PROBLEM TO SOLVE: Your job is to retype all of the data word for word, leaving every image out.
++++
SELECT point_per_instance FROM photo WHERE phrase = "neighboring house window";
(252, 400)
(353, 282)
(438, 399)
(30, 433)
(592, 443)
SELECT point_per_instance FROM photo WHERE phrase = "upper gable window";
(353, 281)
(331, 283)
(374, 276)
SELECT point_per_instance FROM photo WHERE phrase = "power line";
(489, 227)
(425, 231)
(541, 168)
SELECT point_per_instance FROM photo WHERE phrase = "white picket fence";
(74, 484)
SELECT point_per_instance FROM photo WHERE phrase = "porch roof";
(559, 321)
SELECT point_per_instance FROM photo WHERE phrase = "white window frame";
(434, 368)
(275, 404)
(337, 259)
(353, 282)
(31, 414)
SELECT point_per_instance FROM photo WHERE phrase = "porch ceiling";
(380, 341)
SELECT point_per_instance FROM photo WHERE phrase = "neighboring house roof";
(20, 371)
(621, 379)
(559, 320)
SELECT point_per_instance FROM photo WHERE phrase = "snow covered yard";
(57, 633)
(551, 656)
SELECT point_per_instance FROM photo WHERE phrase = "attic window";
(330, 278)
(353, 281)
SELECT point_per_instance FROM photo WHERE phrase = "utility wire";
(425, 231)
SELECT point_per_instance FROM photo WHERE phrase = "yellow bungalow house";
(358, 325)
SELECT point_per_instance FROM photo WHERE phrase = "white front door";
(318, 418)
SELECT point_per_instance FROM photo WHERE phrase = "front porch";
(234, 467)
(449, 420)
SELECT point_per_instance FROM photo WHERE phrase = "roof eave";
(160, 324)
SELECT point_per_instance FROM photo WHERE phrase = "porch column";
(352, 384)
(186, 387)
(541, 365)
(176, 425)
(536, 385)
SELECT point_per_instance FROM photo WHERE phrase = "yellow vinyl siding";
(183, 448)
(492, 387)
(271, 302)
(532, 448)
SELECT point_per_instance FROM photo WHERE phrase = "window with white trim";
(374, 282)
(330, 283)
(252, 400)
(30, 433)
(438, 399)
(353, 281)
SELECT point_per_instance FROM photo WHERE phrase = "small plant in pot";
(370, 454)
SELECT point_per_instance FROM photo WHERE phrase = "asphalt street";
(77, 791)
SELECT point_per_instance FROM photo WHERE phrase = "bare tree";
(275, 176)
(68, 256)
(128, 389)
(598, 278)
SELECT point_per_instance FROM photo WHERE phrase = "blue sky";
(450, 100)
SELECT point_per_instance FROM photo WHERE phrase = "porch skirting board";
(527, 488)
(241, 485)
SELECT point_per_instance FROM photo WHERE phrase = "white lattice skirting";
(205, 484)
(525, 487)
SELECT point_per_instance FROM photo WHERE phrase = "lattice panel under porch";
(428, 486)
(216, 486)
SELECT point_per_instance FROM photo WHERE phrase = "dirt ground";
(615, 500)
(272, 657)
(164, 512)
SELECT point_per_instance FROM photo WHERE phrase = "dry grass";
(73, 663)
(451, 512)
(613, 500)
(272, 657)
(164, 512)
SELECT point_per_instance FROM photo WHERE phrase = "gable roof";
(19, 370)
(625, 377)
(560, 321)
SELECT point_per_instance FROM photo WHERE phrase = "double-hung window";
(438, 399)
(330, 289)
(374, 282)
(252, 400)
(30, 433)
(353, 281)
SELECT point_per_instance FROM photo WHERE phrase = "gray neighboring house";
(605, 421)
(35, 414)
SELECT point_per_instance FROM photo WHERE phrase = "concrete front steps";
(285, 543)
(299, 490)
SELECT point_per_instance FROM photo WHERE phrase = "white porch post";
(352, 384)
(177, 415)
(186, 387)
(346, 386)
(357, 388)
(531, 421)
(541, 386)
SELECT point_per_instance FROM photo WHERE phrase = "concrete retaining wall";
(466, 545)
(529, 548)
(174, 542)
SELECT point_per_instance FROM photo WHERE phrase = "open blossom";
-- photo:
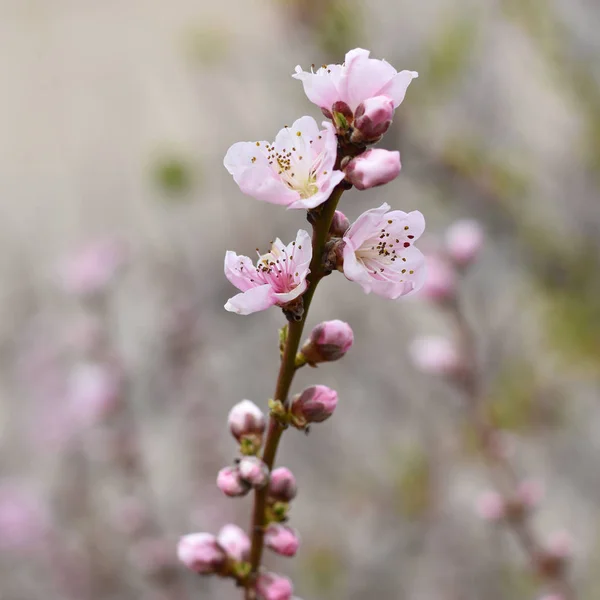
(278, 277)
(354, 82)
(379, 253)
(296, 170)
(234, 541)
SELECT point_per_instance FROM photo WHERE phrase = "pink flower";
(93, 267)
(230, 482)
(440, 284)
(296, 170)
(379, 253)
(246, 419)
(271, 586)
(490, 506)
(282, 539)
(279, 276)
(253, 471)
(234, 541)
(354, 82)
(328, 341)
(464, 240)
(314, 405)
(282, 485)
(436, 356)
(372, 168)
(373, 118)
(201, 553)
(530, 492)
(93, 392)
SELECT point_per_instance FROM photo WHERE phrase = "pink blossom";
(314, 405)
(490, 506)
(440, 284)
(354, 82)
(23, 519)
(373, 118)
(372, 168)
(464, 240)
(93, 267)
(234, 541)
(296, 170)
(93, 392)
(282, 485)
(328, 341)
(230, 482)
(435, 355)
(245, 419)
(271, 586)
(379, 253)
(278, 278)
(201, 553)
(282, 539)
(530, 492)
(253, 471)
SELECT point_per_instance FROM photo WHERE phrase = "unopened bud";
(313, 405)
(201, 553)
(373, 118)
(339, 224)
(328, 341)
(235, 542)
(440, 284)
(247, 425)
(464, 240)
(436, 356)
(282, 485)
(271, 586)
(282, 539)
(372, 168)
(253, 471)
(230, 482)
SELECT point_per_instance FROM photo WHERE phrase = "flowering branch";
(307, 168)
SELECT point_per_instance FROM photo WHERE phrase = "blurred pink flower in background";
(93, 267)
(23, 518)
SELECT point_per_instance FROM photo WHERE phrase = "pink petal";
(252, 300)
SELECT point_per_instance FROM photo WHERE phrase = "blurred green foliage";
(413, 482)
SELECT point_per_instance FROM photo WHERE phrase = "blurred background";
(114, 120)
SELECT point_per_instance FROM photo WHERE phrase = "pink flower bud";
(282, 539)
(313, 405)
(328, 341)
(230, 482)
(201, 553)
(464, 240)
(246, 421)
(490, 506)
(271, 586)
(339, 224)
(253, 471)
(235, 542)
(282, 485)
(373, 117)
(530, 493)
(372, 168)
(440, 283)
(436, 356)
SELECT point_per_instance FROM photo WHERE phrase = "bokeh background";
(114, 119)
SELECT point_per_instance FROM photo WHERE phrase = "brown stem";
(287, 369)
(502, 472)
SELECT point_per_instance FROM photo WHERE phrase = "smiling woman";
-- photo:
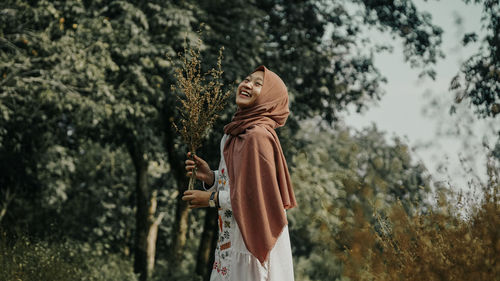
(251, 187)
(249, 89)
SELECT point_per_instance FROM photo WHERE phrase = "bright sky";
(400, 111)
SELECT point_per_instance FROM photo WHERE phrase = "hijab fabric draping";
(260, 182)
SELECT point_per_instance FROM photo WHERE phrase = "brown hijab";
(258, 174)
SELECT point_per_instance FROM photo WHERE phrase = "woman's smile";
(249, 89)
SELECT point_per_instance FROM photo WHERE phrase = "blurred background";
(393, 103)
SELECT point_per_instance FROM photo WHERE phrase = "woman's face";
(249, 89)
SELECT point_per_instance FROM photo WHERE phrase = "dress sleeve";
(224, 199)
(216, 182)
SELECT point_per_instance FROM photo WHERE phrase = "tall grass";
(201, 99)
(440, 244)
(23, 259)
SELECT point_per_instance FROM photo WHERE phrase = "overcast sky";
(400, 112)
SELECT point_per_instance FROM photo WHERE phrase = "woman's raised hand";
(203, 171)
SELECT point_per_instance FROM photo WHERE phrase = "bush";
(437, 245)
(26, 260)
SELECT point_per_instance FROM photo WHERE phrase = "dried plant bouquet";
(201, 99)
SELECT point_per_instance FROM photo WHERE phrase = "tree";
(99, 73)
(341, 177)
(478, 80)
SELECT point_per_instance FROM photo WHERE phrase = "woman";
(252, 187)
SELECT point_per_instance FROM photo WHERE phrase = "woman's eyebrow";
(257, 78)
++++
RESULT OF THE TASK:
SELECT point_per_instance FROM photo WHERE phrase = "neighboring house window";
(252, 400)
(353, 282)
(438, 399)
(30, 433)
(592, 443)
SELECT point_per_instance FROM photo WHERE phrase = "upper gable window";
(353, 281)
(331, 283)
(374, 276)
SELECT point_per_instance FROM photo WHERE phrase = "power line";
(489, 227)
(425, 231)
(541, 168)
SELECT point_per_instance FROM photo WHERE phrase = "white picket fence";
(74, 484)
SELECT point_per_instance FROM photo WHERE phrase = "porch roof";
(559, 321)
SELECT point_per_instance FROM photo WHERE phrase = "white window frame";
(434, 368)
(275, 404)
(337, 259)
(353, 282)
(31, 414)
SELECT point_per_instance FROM photo WHERE phrase = "porch ceiling";
(380, 341)
SELECT point_per_instance FROM photo WHERE phrase = "neighboring house roof";
(20, 371)
(621, 379)
(559, 320)
SELECT point_per_instance FROM photo WHERE phrase = "snow covered yard";
(57, 633)
(551, 656)
SELECT point_per_instance FROM photo WHERE phrase = "attic window";
(330, 278)
(353, 281)
SELECT point_per_instance FROM photo WHERE phrase = "utility wire";
(425, 231)
SELECT point_per_instance FROM photo WHERE phrase = "yellow bungalow house";
(358, 325)
SELECT point_per_instance FROM photo WHERE phrase = "white front door";
(318, 418)
SELECT point_per_instance FROM photo WHERE phrase = "front porch";
(234, 467)
(449, 420)
SELECT point_per_instance FROM photo WHERE phrase = "roof eave";
(160, 324)
SELECT point_per_instance FROM photo WHERE phrase = "porch column";
(352, 384)
(186, 387)
(541, 365)
(176, 425)
(536, 385)
SELECT point_per_instance FROM photo WHERE phrase = "yellow vinyl siding";
(183, 448)
(492, 387)
(271, 302)
(532, 448)
SELECT point_per_instance FROM photo WHERE phrase = "window with white trim";
(374, 282)
(330, 283)
(252, 400)
(30, 433)
(438, 399)
(353, 281)
SELECT point_per_instance FROM photo WHERE phrase = "small plant in pot";
(370, 454)
SELECT point_per_instance FROM photo WHERE phrase = "asphalt street";
(77, 791)
SELECT point_per_instance FROM photo WHERE phrase = "bare tree";
(275, 176)
(68, 256)
(128, 389)
(598, 278)
SELECT point_per_instance FROM photo WHERE phrase = "blue sky";
(450, 100)
SELECT point_per_instance FROM photo WHERE phrase = "porch skirting board";
(527, 488)
(241, 485)
SELECT point_per_instance FROM photo WHERE phrase = "white lattice skirting";
(205, 484)
(525, 487)
SELECT point_per_instance FROM photo WHERE phrase = "lattice panel under porch";
(428, 486)
(216, 486)
SELECT point_per_instance FROM photo WHERE phrase = "dirt ground";
(615, 500)
(272, 657)
(164, 512)
SELECT point_per_instance FROM photo WHERE phrase = "dry grass";
(73, 663)
(451, 512)
(613, 500)
(272, 657)
(164, 512)
SELECT point_per_instance FROM photo WHERE phrase = "gable roof";
(19, 370)
(625, 377)
(560, 321)
SELECT point_per_instance FROM photo WHERE phrase = "double-hung window";
(438, 399)
(330, 289)
(374, 282)
(252, 400)
(30, 433)
(353, 281)
SELECT point_per_instance FROM photo WHERE phrase = "gray neighboring house";
(605, 421)
(35, 414)
SELECT point_per_instance FROM photo WHERE phrase = "concrete front steps";
(285, 543)
(299, 490)
SELECT point_per_instance FROM photo WHERE phrase = "white porch post";
(352, 384)
(177, 415)
(186, 387)
(346, 386)
(357, 388)
(531, 421)
(541, 386)
SELECT point_per_instance FROM photo WHERE phrase = "concrete retaining wall";
(466, 545)
(529, 548)
(174, 542)
SELECT point_per_instance FROM photo WHERE phrase = "open blossom";
-- photo:
(278, 277)
(354, 82)
(379, 253)
(296, 170)
(234, 541)
SELECT point_per_instance FROM photo WHERE phrase = "pink flower";
(93, 267)
(230, 482)
(440, 284)
(296, 170)
(379, 253)
(246, 419)
(271, 586)
(490, 506)
(282, 539)
(279, 276)
(253, 471)
(234, 541)
(354, 82)
(328, 341)
(464, 240)
(314, 405)
(282, 485)
(436, 356)
(372, 168)
(373, 118)
(201, 553)
(530, 492)
(93, 392)
SELECT point_per_instance FROM photo WHERE phrase = "pink blossom";
(314, 405)
(490, 506)
(440, 284)
(354, 82)
(23, 519)
(373, 118)
(372, 168)
(464, 240)
(93, 267)
(234, 541)
(296, 170)
(93, 392)
(282, 485)
(328, 341)
(230, 482)
(435, 355)
(245, 419)
(271, 586)
(379, 253)
(278, 278)
(201, 553)
(282, 539)
(530, 492)
(253, 471)
SELECT point_per_instance FROM photo WHERE phrase = "unopened bud";
(313, 405)
(201, 553)
(373, 118)
(339, 224)
(328, 341)
(235, 542)
(440, 284)
(247, 425)
(464, 240)
(436, 356)
(282, 485)
(271, 586)
(282, 539)
(372, 168)
(253, 471)
(230, 482)
SELECT point_per_instance FROM photo WHERE phrase = "flowering branch";
(307, 168)
SELECT point_per_instance FROM photo WHERE phrase = "blurred pink flower in background";
(93, 267)
(23, 518)
SELECT point_per_instance FROM photo WHERE phrase = "pink petal";
(252, 300)
SELECT point_per_instance FROM photo WHERE phrase = "blurred green foliage";
(413, 482)
SELECT point_per_instance FROM photo WHERE phrase = "blurred background";
(114, 120)
SELECT point_per_instance FROM photo WHERE phrase = "pink flower bud";
(282, 539)
(313, 405)
(328, 341)
(230, 482)
(201, 553)
(464, 240)
(246, 421)
(490, 506)
(271, 586)
(339, 224)
(253, 471)
(235, 542)
(282, 485)
(373, 117)
(530, 493)
(372, 168)
(440, 283)
(436, 356)
SELECT point_per_instance FROM photo WHERE phrase = "bokeh background";
(114, 119)
SELECT point_per_instance FROM photo WHERE phrase = "brown stem";
(287, 369)
(502, 472)
SELECT point_per_instance FROM photo WHERE phrase = "smiling woman";
-- photo:
(251, 187)
(249, 89)
SELECT point_per_instance FROM photo WHERE phrase = "bright sky";
(400, 111)
SELECT point_per_instance FROM photo WHERE phrase = "hijab fabric draping";
(260, 182)
SELECT point_per_instance FROM photo WHERE phrase = "brown hijab";
(258, 174)
SELECT point_per_instance FROM photo WHERE phrase = "woman's smile";
(249, 89)
SELECT point_per_instance FROM photo WHERE phrase = "blurred background";
(393, 103)
SELECT point_per_instance FROM photo WHERE phrase = "woman's face";
(249, 89)
SELECT point_per_instance FROM photo WHERE phrase = "dress sleeve";
(224, 199)
(216, 182)
SELECT point_per_instance FROM photo WHERE phrase = "tall grass";
(201, 99)
(440, 244)
(23, 259)
SELECT point_per_instance FROM photo WHERE phrase = "overcast sky";
(400, 112)
SELECT point_per_instance FROM photo WHERE phrase = "woman's raised hand";
(203, 171)
SELECT point_per_instance FROM photo WHERE phrase = "bush";
(437, 245)
(26, 260)
SELECT point_per_instance FROM photo WHERE phrase = "dried plant bouquet";
(201, 99)
SELECT point_per_instance FROM photo WHERE phrase = "tree";
(99, 73)
(341, 177)
(478, 80)
SELECT point_per_instance FROM photo WHERE phrase = "woman";
(252, 187)
SELECT point_per_instance FROM photo WHERE phrase = "woman's eyebrow";
(257, 78)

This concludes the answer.